§ **Object pointing dataset rows**

===============

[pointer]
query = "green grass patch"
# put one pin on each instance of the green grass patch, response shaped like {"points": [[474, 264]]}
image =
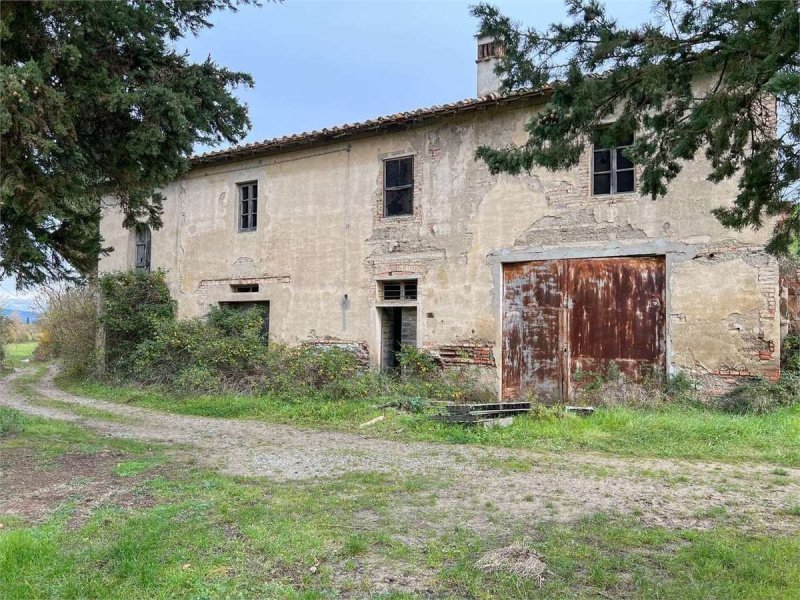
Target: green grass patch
{"points": [[17, 353], [207, 535], [51, 439], [675, 432]]}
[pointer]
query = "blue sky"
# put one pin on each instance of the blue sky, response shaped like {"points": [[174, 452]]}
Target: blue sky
{"points": [[319, 63]]}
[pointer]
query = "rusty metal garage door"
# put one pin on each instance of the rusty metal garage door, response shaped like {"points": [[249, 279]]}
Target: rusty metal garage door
{"points": [[561, 317]]}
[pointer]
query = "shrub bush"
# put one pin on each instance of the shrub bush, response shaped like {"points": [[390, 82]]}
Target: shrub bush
{"points": [[224, 350], [760, 396], [135, 305], [68, 327], [10, 422]]}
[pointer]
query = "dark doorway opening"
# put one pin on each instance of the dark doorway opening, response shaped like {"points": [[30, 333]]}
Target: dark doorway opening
{"points": [[262, 306], [398, 329]]}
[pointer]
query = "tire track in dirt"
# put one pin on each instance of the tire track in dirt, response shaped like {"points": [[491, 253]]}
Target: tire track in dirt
{"points": [[557, 486]]}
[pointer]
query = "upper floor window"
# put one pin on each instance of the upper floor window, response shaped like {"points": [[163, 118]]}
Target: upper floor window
{"points": [[248, 206], [399, 290], [612, 172], [398, 186], [143, 246]]}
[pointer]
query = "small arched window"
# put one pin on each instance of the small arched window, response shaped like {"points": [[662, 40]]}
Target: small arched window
{"points": [[143, 243]]}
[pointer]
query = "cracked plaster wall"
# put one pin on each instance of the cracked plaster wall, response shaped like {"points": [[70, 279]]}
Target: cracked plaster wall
{"points": [[322, 235]]}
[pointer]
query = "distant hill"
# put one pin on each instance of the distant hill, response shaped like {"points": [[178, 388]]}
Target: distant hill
{"points": [[26, 316]]}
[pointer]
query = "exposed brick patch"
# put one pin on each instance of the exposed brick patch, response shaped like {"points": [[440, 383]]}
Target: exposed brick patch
{"points": [[468, 353], [790, 281]]}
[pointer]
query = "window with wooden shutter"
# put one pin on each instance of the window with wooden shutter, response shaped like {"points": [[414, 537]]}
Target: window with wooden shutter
{"points": [[612, 171], [248, 206], [143, 246], [398, 187]]}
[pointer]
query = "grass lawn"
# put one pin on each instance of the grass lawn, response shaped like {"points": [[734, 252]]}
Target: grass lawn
{"points": [[167, 529], [16, 353], [678, 432]]}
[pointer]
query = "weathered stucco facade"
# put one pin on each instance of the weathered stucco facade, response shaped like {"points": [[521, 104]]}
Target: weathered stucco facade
{"points": [[323, 247]]}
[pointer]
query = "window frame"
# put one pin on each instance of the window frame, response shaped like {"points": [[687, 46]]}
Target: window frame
{"points": [[408, 290], [142, 237], [613, 169], [252, 209], [407, 186]]}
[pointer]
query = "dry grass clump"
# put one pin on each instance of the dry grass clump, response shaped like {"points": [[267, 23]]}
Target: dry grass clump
{"points": [[515, 559]]}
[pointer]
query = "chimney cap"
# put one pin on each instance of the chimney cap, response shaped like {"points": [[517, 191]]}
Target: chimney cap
{"points": [[489, 48]]}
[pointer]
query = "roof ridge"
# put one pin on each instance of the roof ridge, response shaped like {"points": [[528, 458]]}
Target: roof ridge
{"points": [[336, 132]]}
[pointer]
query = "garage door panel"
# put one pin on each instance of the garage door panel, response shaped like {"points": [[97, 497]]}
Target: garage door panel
{"points": [[533, 298], [566, 317], [616, 311]]}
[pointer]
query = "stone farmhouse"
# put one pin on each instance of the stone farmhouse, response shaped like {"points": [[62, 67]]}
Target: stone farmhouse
{"points": [[387, 232]]}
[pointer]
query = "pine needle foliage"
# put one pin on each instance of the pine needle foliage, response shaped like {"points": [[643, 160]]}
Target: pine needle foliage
{"points": [[703, 78], [98, 104]]}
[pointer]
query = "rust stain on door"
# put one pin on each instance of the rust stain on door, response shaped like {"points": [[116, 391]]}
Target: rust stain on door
{"points": [[563, 317]]}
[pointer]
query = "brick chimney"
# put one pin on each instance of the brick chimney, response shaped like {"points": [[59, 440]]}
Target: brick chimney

===============

§ **EXERCISE INSTRUCTIONS**
Quote every line word for word and keep the images out of the copy.

§ **EXPECTED ANSWER**
[pointer]
query = "green grass patch"
# put one pin on each instance of the green grass patch, response shaped like {"points": [[474, 264]]}
image =
Target: green grass patch
{"points": [[17, 353], [207, 535], [51, 439], [675, 432]]}
[pointer]
query = "blue sky"
# put one pin on each instance of the blue sky, response shaped like {"points": [[174, 452]]}
Target: blue sky
{"points": [[319, 63]]}
[pointer]
query = "rusty metal garage door"
# put one pin on each instance of the rusty metal garage door, response shaped like {"points": [[249, 279]]}
Target: rusty metal garage door
{"points": [[561, 317]]}
[pointer]
query = "shrub bush"
# put one pin on each instance of the shrub bush, response shaped like {"points": [[390, 82]]}
Target: shrub bush
{"points": [[224, 350], [760, 396], [135, 305], [68, 327], [10, 422]]}
[pointer]
query = "dark doorway opening"
# put one pin on each instance of the dark doorway opening, response shaped like {"points": [[30, 333]]}
Target: dark doorway opening
{"points": [[262, 306], [398, 329]]}
[pointer]
query = "tire track in dirt"
# put one pin on each instance of the tire track in dirt, response shaped like {"points": [[491, 253]]}
Target: tire track in dirt
{"points": [[557, 486]]}
[pointer]
query = "upper floor window"
# put one pin on each instance of the upper floor window, response shaped like {"points": [[163, 118]]}
Target: upper floor window
{"points": [[248, 206], [399, 290], [612, 172], [398, 186], [143, 246]]}
[pointer]
query = "small arched window"
# put one pin on each instance of the small arched window, response shaped like {"points": [[662, 40]]}
Target: small arched window
{"points": [[143, 243]]}
[pointer]
query = "cracked plaster wall"
# put one pin on each instance of the cracked plaster wall, response shaped like {"points": [[70, 279]]}
Target: cracked plaster wall
{"points": [[322, 235]]}
[pointer]
query = "distant hill"
# put one pin on each instance of the distant hill, response shaped like {"points": [[178, 388]]}
Target: distant hill
{"points": [[26, 316]]}
[pointer]
query = "exposed brick patch"
# put one pin on each instance of the exposed brick patch, response shaped like {"points": [[440, 383]]}
Target: exposed brick patch
{"points": [[468, 353], [790, 281]]}
[pointer]
query = "window with wooden shutter"
# put one pin on each instance of the window with wooden shutter, response shaped like {"points": [[414, 537]]}
Target: window with wooden shutter
{"points": [[612, 171], [248, 206], [143, 246], [398, 187]]}
[pointer]
query = "grass lawn"
# put one pin on each instance of the grass lawn, response shaped like {"points": [[734, 252]]}
Target: grass lawn
{"points": [[167, 529], [16, 353], [678, 432]]}
[pointer]
query = "weathered stucco facade"
# put one pin on each instance of the weathered stucco facade, response shaped like {"points": [[521, 104]]}
Target: weathered stucco facade
{"points": [[323, 247]]}
[pointer]
query = "window frame"
# put one pin on each instance of the window frame, response shaped like {"points": [[687, 46]]}
Target: window frame
{"points": [[408, 290], [142, 237], [613, 169], [252, 209], [407, 186]]}
[pointer]
query = "dry grass clump"
# put one pin on each instance of the dry grass clump, response shaped like {"points": [[267, 23]]}
Target: dry grass clump
{"points": [[515, 559]]}
[pointer]
query = "chimney cap"
# put one pin on each instance of the chimney cap, response shaped like {"points": [[517, 191]]}
Target: chimney cap
{"points": [[489, 48]]}
[pointer]
query = "roof ridge"
# put one pin on each instance of the roof ridge, response shaped like {"points": [[528, 458]]}
Target: roof ridge
{"points": [[336, 132]]}
[pointer]
query = "garage door panel"
# put one pin on each instance of the garage door panel, response shaped like {"points": [[97, 497]]}
Target: garage door panel
{"points": [[533, 298], [566, 317], [616, 311]]}
[pointer]
query = "stone farmhouse"
# put one pin on each instance of the stone farmhouse, response shaped like {"points": [[62, 67]]}
Target: stone farmhouse
{"points": [[387, 232]]}
[pointer]
query = "pine needle foliage"
# put one pin on each instance of the pine needle foliage, response shaped like {"points": [[643, 160]]}
Target: pine needle foliage
{"points": [[703, 78], [98, 104]]}
[pointer]
query = "rust stain on door"
# put one pin on each instance of the rust stain on door, response shaped like {"points": [[116, 391]]}
Target: rust stain on door
{"points": [[563, 317]]}
[pointer]
query = "brick chimney"
# put one pin on each instance of the brick chimney, response shaped like {"points": [[59, 440]]}
Target: brick chimney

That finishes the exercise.